Referring expression pointing data:
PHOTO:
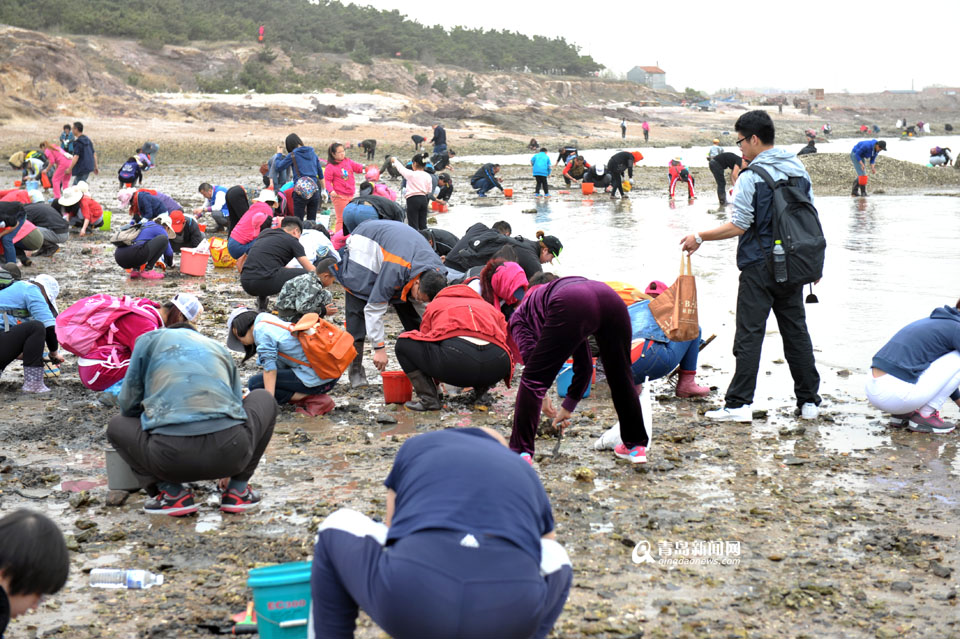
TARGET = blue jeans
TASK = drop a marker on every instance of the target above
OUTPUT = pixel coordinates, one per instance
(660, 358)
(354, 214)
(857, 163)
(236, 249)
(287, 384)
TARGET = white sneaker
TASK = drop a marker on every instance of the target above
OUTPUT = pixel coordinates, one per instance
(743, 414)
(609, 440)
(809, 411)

### WORK TASK
Beginning with the line that contains "TARGET = white sneaker", return every line through the end of the data above, exactly as written.

### SOLUTION FOR THIS TASK
TARGET = white sneaker
TASK = drop a marker on every instance of the target above
OUTPUT = pixel coordinates, one per instance
(743, 414)
(609, 440)
(809, 411)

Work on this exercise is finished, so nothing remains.